» TASK GOAL
Copy out the listing below, replacing each "small rock" with "pebble" and keeping everything else the same.

_ _ _

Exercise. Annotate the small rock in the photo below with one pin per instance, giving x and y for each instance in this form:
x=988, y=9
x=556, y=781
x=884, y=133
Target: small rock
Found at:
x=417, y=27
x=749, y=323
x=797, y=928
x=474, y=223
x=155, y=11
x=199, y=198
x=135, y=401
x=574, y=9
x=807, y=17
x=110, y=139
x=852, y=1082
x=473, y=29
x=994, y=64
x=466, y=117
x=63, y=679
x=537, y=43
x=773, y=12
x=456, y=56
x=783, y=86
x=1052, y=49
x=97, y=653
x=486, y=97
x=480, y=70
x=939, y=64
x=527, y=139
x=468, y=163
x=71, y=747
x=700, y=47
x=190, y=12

_ _ _

» CORRECT OUTPUT
Exercise. Annotate the pebble in the photo below with one pin per instance, giving x and y for each instance in this form:
x=988, y=9
x=556, y=781
x=884, y=133
Target: pebble
Found at:
x=417, y=27
x=749, y=323
x=797, y=928
x=474, y=223
x=155, y=11
x=199, y=198
x=135, y=401
x=574, y=9
x=807, y=17
x=110, y=139
x=852, y=1082
x=473, y=29
x=994, y=64
x=466, y=117
x=63, y=679
x=537, y=43
x=773, y=12
x=456, y=56
x=783, y=86
x=1052, y=49
x=97, y=653
x=486, y=97
x=480, y=70
x=939, y=64
x=527, y=139
x=468, y=163
x=71, y=747
x=700, y=47
x=190, y=12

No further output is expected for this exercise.